* **Direction 1**
What command does the forum thread about the GNOME error screen give for rebuilding initramfs?
* **Direction 2**
In the forum thread about the GNOME error screen, rewrite the passage from "Hey team - I" to "determine the issue?", substituting "page" for "screen".

--- START OF Document extract ---

Standard approach for fixing "Oh no! Something has gone wrong."?

Hey team - I somehow broke my eos install with an upgrade. It seems the “Oh no! Something has gone wrong.” screen is a catch-all for many kinds of errors. I would like to be able to provide as much relevant data about my system as possible, but I don’t know where to begin. I can’t find documentation to help me understand the reasonable steps to determine my problem - I’ve searched these forums and the wiki with no success.
So… is there a way to get to a console from the error screen? If so, what would be the normal first things to look at to determine the issue?



Gnome? Press Ctrl+Alt+Fn (where n is 3 or greater), log in:
Check you are upto date

sudo pacman -Syu

Try moving the extensions out of the way, temporarily:

mv ~/.local/share/gnome-shell/extensions ~/.local/share/gnome-shell/extensions-old


Rebuild initramfs:

sudo dracut-rebuild

While I appreciate the sentiment, I don’t think the implied criticism is entirely valid here (as far as I understand it :slight_smile: ) For one thing, a webapp breaking really does leave the user helpless, but generally I appreciate the goal of shielding the user from the feeling that something they did caused the breakage (even if it’s true). I’m investigating distros so I can install linux on machines for users who really really struggle with basic tasks. I think my target audience would be unnecessarily stressed if they just got straightup console log messages.

--- END OF Document extract ---
--- START OF Supplied entries ---

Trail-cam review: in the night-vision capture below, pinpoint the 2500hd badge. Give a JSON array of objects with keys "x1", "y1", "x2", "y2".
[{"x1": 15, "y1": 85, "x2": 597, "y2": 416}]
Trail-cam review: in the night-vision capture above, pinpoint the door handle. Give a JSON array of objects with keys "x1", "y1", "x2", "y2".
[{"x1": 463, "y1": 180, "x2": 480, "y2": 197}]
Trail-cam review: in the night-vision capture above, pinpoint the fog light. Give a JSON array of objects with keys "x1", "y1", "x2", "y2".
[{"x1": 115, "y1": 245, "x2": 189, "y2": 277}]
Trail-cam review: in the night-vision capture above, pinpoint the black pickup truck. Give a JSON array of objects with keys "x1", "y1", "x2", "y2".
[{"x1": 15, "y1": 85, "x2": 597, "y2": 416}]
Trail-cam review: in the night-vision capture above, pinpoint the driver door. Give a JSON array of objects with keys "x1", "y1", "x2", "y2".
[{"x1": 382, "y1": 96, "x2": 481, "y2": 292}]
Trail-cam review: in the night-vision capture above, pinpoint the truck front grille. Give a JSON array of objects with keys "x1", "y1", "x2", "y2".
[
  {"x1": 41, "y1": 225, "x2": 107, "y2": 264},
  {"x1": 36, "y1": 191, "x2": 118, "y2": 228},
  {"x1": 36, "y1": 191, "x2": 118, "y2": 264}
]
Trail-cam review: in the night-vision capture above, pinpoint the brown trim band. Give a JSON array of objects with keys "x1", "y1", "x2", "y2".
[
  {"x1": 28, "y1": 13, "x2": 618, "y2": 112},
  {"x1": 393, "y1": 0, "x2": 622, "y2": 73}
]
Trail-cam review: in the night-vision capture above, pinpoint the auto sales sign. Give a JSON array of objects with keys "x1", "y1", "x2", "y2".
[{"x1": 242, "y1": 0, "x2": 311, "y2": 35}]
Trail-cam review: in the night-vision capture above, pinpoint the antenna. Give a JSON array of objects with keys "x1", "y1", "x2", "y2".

--- END OF Supplied entries ---

* **Complete response 1**
sudo dracut-rebuild

* **Complete response 2**
Hey team - I somehow broke my eos install with an upgrade. It seems the “Oh no! Something has gone wrong.” page is a catch-all for many kinds of errors. I would like to be able to provide as much relevant data about my system as possible, but I don’t know where to begin. I can’t find documentation to help me understand the reasonable steps to determine my problem - I’ve searched these forums and the wiki with no success.
So… is there a way to get to a console from the error page? If so, what would be the normal first things to look at to determine the issue?